## INSTRUCTIONS:
a - Give back everything from "The great debate" down to "and other illnesses." in the text on pet vaccinations, switching "cats" to "felines".
b - Resume the text on pet vaccinations after its last sentence.

## SOURCE TEXT:
^^^^^^^^^^^^^^^^

Pet Vaccinations

Whether or not to vaccinate pets and how often to vaccinate are among the most debated questions in veterinary medicine today. It used to be so easy: You went to your veterinarian once a year, got the recommended pet vaccinations and whatever meds they might need, and went on your way. Now, many prominent veterinarians are saying that animals do not need yearly vaccines and that the vaccines may be causing more harm than good.

The great debate

Some veterinarians argue that vaccines can lead to immune-mediated conditions, cancers and organ-related illnesses. The most studied and well-documented example of this is vaccine-induced fibrosarcomas in cats due to the FeLV vaccine. The result has been changes in vaccine recommendations for cats, including how often and where to give the vaccines. The other concerns are not as well documented, but significant correlations have been made between vaccines and other illnesses.

The flip side of the argument is that vaccines have greatly decreased the amount of infectious viral diseases we see. Before vaccines became prominent, veterinarians spent a lot of time working with horrific infectious diseases, such as distemper, rabies, panleukopenia and parvovirus. We certainly still see those diseases, but much less frequently. Overall, vaccines have improved the health of our pet population.

^^^^^^^^^^^^^^^^

## DATA FOR ANALYSIS:
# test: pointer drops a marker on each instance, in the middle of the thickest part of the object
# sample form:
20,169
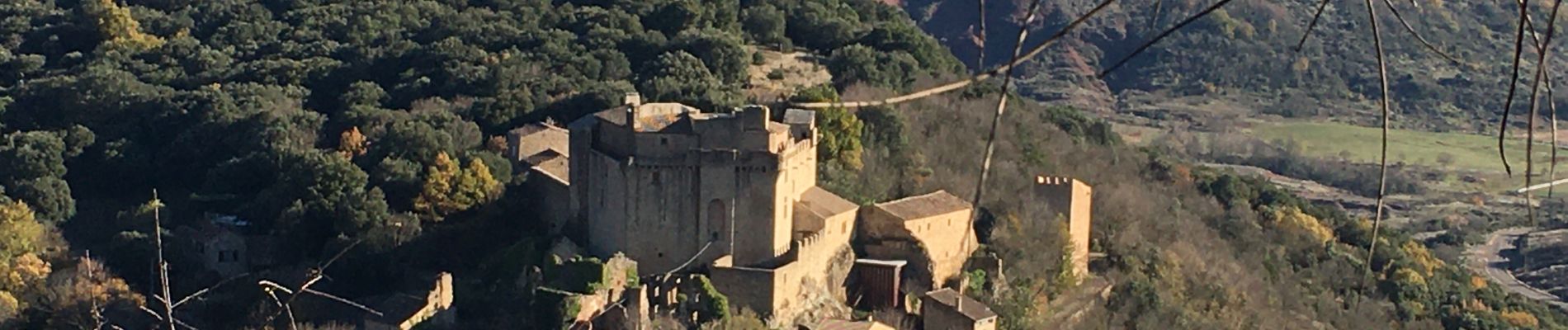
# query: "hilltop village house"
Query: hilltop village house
733,195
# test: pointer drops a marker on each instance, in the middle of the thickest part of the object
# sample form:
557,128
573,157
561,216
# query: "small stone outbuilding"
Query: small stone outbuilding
949,310
932,232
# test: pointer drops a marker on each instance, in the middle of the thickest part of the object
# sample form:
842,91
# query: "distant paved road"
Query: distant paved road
1487,258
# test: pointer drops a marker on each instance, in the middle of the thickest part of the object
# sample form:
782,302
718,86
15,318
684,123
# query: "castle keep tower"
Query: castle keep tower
1070,199
667,183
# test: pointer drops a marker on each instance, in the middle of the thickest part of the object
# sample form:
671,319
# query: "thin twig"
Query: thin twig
207,290
1514,82
163,265
1162,36
996,122
327,296
1310,26
1419,38
1551,105
693,258
1155,16
961,83
980,38
314,276
1381,177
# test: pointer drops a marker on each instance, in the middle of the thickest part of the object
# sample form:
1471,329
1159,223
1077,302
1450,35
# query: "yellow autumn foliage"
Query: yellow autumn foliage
451,188
1523,319
120,27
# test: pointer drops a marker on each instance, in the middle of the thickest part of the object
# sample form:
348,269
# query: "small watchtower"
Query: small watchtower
1070,199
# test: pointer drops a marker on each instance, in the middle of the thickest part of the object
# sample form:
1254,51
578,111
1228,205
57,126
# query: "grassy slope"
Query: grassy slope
1471,152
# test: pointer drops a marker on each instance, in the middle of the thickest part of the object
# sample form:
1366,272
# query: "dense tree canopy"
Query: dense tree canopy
325,122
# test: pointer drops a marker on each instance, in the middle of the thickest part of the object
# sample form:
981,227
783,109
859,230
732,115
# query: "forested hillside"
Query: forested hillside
1247,50
372,127
328,122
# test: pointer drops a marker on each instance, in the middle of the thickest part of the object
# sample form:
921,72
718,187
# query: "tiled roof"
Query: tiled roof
557,166
839,324
971,309
536,138
825,204
925,205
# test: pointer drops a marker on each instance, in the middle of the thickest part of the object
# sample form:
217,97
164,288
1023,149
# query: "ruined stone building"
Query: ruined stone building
1070,200
679,190
407,310
932,232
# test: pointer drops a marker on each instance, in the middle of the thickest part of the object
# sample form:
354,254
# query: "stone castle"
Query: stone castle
676,190
733,195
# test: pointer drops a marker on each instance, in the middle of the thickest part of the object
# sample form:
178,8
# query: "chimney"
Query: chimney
632,99
754,118
632,102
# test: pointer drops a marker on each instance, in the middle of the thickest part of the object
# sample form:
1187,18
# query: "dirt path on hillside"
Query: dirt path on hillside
1489,258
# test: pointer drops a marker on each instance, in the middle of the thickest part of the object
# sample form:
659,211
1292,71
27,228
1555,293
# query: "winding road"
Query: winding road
1489,258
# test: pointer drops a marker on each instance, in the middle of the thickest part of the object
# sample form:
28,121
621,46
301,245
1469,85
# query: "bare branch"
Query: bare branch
1162,36
956,85
1536,87
1551,105
996,122
1514,82
163,265
1310,26
1423,40
1381,177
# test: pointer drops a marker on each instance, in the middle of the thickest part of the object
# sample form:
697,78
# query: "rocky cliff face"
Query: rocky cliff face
1247,49
1545,262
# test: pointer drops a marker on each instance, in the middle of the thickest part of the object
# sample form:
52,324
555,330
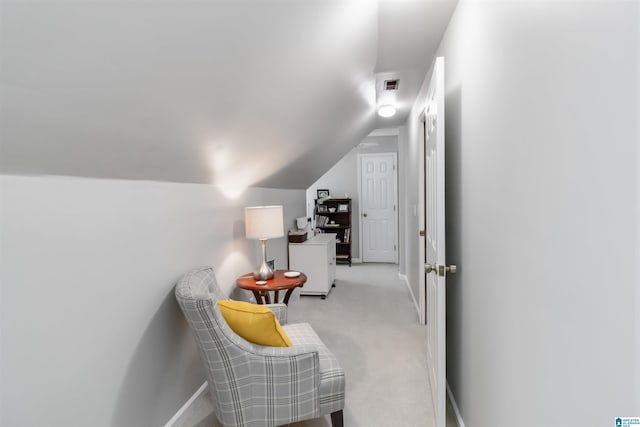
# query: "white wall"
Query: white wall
543,211
342,179
91,332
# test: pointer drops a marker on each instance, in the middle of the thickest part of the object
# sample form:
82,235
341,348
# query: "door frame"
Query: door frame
422,227
395,200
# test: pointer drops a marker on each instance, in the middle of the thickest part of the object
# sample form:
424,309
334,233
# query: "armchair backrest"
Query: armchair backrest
224,354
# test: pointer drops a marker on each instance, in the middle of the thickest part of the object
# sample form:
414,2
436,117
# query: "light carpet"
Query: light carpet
370,323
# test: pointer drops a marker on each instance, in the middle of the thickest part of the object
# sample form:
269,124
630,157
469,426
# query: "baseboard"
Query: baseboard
454,405
403,277
187,405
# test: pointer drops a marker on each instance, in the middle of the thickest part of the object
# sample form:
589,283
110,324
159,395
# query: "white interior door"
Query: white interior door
435,267
378,214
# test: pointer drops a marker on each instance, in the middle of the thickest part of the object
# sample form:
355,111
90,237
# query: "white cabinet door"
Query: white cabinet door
317,259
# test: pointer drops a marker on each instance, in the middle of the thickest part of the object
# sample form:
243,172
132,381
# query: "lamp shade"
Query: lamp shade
264,222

^^^^^^^^^^^^^^^^

## RESULTS OF THE EXERCISE:
a -
The great debate

Some veterinarians argue that vaccines can lead to immune-mediated conditions, cancers and organ-related illnesses. The most studied and well-documented example of this is vaccine-induced fibrosarcomas in felines due to the FeLV vaccine. The result has been changes in vaccine recommendations for felines, including how often and where to give the vaccines. The other concerns are not as well documented, but significant correlations have been made between vaccines and other illnesses.

b -
My opinion on the matter falls in the middle. I think vaccines are very important for the overall health of our pets, but I think they need to be used judiciously. When it comes to vaccines, there is also a difference between pets living in homes and those who are in shelters or sanctuaries. For animals who do not yet have homes, vaccines are crucial to maintaining their health and the health of any new arrivals. There are very few reasons to not regularly vaccinate this population of animals.

So many variables

The most straightforward variable in determining whether or not to vaccinate your pets is to comply with local law. For instance, most communities require that dogs (and cats, too) be vaccinated for rabies. This is a public health issue because rabies is zoonotic, which means it is a disease that can spread from animals to people, and is not curable. The only reason not to vaccinate for rabies is if your pet has a disease that the vaccine may cause to worsen. Talk to your veterinarian about whether your pet has a condition that makes rabies vaccination undesirable. Unfortunately, your unvaccinated pet will not be exempt from rabies quarantine laws if he or she bites someone.

Do your pets go to day care, dog parks or kennels? If so, they will be exposed to more diseases, so it is important to maintain a regular vaccine schedule. Some places require verification that your pet is protected. They certainly care about your pet, but they also require vaccines because they don’t want other animals to pick up diseases at their place of business.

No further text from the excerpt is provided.